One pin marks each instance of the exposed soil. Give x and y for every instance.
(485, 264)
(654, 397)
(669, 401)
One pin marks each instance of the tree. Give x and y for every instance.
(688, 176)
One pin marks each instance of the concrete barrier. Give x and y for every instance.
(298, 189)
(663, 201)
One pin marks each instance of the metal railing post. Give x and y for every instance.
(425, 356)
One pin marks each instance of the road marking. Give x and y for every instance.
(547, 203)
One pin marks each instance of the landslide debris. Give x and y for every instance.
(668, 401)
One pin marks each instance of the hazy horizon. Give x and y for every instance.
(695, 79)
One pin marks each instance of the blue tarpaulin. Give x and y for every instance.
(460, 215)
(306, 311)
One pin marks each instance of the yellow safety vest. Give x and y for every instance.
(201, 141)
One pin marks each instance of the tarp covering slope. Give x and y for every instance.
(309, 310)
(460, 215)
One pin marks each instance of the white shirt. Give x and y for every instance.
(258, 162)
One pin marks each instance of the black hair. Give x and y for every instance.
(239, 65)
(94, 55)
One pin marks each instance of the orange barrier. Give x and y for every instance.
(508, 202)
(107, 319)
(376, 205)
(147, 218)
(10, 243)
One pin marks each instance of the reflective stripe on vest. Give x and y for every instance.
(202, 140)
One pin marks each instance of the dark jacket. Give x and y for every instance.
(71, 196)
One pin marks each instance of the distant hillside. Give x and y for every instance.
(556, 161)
+ + + + + + +
Rewrite the listing from the line with "One pin marks each instance of the dark" up to and including its last line, keeping each request unchanged. Multiply every x and y coordinate in the answers by 1.8 and round to whole numbers, with halves rounded up.

## ANSWER TO THE PROBLEM
One pin marks each instance of the dark jacket. Give x and y for every instance.
(128, 353)
One pin marks each instance of the distant hillside. Give x and y for every instance.
(1001, 290)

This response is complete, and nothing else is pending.